§ **Dataset excerpts**
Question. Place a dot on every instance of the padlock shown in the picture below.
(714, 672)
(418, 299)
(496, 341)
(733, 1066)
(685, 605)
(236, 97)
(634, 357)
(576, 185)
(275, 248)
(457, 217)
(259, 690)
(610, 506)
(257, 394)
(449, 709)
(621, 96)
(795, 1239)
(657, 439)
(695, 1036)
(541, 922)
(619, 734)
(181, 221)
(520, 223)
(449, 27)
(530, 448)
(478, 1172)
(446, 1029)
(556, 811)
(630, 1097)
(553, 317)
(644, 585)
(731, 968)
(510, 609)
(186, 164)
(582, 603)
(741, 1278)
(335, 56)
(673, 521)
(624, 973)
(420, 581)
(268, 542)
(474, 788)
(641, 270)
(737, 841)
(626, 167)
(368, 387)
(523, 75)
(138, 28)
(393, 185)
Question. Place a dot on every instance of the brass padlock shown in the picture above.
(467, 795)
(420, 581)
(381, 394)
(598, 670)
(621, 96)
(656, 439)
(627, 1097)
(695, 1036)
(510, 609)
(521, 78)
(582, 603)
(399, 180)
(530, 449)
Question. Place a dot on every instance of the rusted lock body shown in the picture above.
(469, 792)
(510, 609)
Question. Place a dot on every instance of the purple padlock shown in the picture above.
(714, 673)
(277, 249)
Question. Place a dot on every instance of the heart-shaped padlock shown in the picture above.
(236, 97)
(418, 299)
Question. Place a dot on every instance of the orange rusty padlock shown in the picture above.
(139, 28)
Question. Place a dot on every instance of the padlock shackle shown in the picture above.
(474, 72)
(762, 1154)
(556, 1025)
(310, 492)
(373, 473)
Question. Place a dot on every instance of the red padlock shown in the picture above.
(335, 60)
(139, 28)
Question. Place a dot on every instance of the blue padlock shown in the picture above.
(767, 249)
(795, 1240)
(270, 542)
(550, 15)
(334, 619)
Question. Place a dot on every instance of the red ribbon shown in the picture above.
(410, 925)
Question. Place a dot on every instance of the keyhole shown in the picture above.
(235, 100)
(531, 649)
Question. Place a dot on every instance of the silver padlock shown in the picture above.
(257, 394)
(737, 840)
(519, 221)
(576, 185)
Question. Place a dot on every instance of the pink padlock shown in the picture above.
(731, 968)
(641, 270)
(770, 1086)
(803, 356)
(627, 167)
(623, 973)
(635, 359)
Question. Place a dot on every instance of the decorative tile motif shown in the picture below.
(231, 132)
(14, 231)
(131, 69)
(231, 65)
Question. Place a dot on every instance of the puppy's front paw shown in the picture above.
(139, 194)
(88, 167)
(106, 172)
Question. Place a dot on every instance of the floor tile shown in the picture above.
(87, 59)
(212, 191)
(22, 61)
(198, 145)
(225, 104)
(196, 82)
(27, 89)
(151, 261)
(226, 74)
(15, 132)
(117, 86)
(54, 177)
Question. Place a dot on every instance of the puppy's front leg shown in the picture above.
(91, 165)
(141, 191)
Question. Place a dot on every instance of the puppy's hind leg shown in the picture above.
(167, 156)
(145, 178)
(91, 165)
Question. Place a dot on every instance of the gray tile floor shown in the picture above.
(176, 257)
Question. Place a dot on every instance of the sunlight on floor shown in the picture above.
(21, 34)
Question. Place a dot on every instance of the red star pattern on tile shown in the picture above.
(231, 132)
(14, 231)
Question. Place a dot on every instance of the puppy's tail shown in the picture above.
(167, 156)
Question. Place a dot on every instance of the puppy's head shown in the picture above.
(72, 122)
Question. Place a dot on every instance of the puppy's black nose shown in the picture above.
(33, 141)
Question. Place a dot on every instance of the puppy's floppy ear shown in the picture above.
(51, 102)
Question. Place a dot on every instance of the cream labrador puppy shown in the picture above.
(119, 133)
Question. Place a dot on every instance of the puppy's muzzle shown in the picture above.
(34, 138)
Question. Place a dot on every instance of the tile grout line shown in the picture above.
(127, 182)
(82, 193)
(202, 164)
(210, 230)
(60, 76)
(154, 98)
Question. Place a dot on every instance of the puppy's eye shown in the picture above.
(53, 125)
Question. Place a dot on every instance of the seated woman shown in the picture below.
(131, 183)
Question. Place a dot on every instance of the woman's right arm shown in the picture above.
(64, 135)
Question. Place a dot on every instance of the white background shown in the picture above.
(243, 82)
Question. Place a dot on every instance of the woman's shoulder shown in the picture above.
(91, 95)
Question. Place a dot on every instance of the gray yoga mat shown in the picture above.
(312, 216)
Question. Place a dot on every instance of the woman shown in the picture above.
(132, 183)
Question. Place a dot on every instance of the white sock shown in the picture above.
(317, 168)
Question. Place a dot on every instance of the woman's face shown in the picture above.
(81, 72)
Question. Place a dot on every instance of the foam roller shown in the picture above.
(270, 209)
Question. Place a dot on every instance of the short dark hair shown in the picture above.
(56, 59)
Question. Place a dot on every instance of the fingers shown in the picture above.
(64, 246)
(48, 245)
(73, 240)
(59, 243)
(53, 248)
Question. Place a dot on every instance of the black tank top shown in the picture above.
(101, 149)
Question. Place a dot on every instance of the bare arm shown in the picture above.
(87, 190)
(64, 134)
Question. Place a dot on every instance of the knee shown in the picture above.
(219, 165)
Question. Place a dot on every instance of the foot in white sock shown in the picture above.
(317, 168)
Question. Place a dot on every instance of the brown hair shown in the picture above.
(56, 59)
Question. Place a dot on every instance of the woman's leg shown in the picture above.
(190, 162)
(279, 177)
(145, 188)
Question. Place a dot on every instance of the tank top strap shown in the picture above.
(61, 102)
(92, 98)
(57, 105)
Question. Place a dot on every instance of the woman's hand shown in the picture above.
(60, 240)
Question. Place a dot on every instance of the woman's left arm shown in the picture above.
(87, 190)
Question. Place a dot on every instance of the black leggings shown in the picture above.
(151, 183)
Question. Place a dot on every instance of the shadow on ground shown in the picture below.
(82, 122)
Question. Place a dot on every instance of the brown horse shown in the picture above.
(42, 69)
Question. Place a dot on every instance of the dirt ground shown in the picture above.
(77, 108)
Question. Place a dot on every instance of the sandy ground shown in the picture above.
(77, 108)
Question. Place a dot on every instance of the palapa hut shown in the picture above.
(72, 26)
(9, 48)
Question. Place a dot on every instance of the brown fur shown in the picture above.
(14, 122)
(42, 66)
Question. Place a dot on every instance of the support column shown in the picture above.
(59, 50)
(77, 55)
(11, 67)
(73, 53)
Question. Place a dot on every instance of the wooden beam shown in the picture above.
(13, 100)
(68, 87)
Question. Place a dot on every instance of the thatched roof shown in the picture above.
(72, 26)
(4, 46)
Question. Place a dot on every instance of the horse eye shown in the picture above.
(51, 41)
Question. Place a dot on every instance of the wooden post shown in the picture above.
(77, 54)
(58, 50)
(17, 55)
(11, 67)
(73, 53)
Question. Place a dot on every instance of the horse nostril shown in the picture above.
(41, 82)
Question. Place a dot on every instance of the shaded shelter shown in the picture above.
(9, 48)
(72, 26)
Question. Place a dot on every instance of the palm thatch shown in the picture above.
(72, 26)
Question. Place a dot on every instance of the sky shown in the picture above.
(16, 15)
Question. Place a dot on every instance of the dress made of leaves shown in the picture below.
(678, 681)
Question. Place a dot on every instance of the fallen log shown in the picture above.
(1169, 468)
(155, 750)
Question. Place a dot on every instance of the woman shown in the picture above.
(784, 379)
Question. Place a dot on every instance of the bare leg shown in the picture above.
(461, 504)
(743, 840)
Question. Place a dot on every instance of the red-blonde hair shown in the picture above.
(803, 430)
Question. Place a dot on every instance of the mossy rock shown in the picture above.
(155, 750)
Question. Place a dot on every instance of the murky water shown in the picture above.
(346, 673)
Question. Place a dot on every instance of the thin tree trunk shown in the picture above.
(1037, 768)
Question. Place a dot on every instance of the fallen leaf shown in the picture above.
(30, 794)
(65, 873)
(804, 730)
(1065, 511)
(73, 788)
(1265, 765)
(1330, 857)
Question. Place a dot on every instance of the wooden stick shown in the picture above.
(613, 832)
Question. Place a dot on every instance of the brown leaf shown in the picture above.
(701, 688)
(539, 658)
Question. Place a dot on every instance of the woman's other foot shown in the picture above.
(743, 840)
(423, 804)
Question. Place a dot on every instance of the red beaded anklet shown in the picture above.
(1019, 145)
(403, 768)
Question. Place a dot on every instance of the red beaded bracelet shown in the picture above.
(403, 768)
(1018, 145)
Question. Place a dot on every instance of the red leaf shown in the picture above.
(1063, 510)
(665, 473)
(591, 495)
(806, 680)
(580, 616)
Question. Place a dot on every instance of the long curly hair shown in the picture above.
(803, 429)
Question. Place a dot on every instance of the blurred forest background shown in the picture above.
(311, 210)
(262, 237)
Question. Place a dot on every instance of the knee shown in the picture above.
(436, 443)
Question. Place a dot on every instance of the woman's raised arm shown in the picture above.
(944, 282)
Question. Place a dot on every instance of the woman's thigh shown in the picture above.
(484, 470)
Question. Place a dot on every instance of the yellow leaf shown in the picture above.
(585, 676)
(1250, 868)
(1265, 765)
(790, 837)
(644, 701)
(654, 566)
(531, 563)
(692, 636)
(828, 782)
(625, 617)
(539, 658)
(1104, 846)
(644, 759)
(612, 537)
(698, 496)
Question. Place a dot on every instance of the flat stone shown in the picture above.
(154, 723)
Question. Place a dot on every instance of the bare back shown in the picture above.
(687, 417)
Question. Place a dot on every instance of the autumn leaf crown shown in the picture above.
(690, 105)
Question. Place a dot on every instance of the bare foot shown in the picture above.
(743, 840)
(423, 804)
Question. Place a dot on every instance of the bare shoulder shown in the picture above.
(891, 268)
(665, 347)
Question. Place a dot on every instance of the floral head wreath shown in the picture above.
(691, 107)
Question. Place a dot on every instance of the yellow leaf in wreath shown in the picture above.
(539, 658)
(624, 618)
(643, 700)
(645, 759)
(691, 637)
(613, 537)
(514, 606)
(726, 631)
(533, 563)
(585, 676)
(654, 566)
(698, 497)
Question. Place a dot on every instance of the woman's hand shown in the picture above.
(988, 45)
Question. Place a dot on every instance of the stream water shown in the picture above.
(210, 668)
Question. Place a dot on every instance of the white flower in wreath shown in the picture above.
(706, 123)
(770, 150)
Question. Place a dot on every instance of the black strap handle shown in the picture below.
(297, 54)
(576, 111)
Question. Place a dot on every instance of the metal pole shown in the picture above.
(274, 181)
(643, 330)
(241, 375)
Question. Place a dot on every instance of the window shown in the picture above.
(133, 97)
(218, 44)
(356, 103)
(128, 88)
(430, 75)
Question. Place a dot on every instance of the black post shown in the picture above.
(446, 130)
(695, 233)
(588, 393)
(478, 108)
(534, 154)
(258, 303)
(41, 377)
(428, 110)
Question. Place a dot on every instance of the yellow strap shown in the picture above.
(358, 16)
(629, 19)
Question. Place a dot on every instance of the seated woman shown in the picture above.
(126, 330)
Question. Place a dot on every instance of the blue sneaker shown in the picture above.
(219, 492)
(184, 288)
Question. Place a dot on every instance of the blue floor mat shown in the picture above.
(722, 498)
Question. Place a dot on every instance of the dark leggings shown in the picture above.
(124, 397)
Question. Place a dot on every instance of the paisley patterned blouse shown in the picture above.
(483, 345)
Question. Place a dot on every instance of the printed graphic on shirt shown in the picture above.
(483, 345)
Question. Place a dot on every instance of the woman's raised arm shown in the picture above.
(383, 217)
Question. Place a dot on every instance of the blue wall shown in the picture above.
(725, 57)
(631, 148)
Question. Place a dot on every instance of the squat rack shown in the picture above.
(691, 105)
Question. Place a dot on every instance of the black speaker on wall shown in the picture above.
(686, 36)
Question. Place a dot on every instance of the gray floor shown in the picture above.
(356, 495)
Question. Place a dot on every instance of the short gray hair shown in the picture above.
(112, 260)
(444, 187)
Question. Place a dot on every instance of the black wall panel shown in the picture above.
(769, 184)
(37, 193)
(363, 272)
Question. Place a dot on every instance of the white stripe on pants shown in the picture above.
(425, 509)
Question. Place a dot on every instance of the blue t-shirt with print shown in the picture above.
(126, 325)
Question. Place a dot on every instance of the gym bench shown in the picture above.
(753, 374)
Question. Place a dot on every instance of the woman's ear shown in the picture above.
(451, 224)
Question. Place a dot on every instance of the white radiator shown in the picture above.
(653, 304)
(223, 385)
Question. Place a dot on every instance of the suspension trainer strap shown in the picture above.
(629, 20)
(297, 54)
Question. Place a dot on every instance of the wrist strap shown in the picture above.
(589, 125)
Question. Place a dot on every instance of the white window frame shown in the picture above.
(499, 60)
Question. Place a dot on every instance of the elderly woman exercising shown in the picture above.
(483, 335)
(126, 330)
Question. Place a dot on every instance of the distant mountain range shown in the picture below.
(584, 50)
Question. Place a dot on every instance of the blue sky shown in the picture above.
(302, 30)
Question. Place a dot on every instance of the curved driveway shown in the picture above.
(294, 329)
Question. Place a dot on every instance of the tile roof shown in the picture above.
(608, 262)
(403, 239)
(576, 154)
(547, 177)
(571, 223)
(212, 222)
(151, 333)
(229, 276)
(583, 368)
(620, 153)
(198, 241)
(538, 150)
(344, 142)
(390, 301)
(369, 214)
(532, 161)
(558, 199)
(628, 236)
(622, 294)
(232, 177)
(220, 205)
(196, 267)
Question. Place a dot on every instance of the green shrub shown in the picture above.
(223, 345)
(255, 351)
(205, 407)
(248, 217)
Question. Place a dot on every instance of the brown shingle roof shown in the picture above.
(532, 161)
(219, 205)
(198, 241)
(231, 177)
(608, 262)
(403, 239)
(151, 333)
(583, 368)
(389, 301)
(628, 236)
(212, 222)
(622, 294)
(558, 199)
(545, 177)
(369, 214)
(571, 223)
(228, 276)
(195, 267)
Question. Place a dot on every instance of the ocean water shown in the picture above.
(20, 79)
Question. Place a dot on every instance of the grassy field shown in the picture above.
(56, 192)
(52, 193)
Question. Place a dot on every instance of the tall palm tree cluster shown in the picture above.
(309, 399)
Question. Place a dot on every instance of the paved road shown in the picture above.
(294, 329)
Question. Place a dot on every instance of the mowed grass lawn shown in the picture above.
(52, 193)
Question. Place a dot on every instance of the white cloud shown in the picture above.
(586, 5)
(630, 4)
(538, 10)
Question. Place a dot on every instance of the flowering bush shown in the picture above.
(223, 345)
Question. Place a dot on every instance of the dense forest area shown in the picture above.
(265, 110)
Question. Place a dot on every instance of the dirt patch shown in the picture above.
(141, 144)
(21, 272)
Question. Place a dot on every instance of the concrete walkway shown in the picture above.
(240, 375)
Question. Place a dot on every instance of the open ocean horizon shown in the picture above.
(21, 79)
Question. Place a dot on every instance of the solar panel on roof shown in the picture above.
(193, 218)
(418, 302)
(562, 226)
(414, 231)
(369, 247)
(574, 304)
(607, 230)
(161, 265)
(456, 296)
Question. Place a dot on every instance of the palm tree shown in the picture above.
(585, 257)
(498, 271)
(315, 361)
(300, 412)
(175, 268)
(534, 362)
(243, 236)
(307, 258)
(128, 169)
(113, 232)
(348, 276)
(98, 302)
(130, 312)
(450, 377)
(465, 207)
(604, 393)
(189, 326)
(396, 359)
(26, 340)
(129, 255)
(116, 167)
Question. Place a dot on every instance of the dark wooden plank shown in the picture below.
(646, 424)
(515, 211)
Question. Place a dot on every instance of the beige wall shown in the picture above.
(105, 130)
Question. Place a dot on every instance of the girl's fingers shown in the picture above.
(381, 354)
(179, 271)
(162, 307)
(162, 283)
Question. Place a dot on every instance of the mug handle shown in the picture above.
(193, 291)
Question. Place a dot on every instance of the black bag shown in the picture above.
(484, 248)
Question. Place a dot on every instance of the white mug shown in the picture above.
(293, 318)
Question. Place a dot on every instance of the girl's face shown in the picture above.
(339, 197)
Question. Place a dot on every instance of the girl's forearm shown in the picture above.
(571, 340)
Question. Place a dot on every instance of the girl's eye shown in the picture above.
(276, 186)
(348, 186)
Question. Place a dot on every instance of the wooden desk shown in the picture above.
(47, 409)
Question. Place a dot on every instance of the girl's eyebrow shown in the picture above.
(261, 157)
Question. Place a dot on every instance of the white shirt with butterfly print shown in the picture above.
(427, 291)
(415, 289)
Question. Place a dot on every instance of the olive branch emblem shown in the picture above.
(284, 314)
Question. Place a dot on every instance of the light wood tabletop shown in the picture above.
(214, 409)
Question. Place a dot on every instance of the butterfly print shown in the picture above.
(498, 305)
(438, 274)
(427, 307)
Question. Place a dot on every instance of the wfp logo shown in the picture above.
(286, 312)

§ **Task statement**
Format the rows above, from the first line through the line containing "(795, 1239)", as a JSON list of strings with one string per line and any blank lines omitted.

§ **Exercise solution**
[
  "Question. Place a dot on every instance of the padlock shown in the picture below.",
  "(714, 672)",
  "(418, 299)",
  "(496, 341)",
  "(733, 1066)",
  "(685, 605)",
  "(236, 97)",
  "(634, 357)",
  "(576, 185)",
  "(275, 248)",
  "(457, 217)",
  "(259, 690)",
  "(610, 506)",
  "(257, 394)",
  "(449, 709)",
  "(621, 96)",
  "(795, 1239)"
]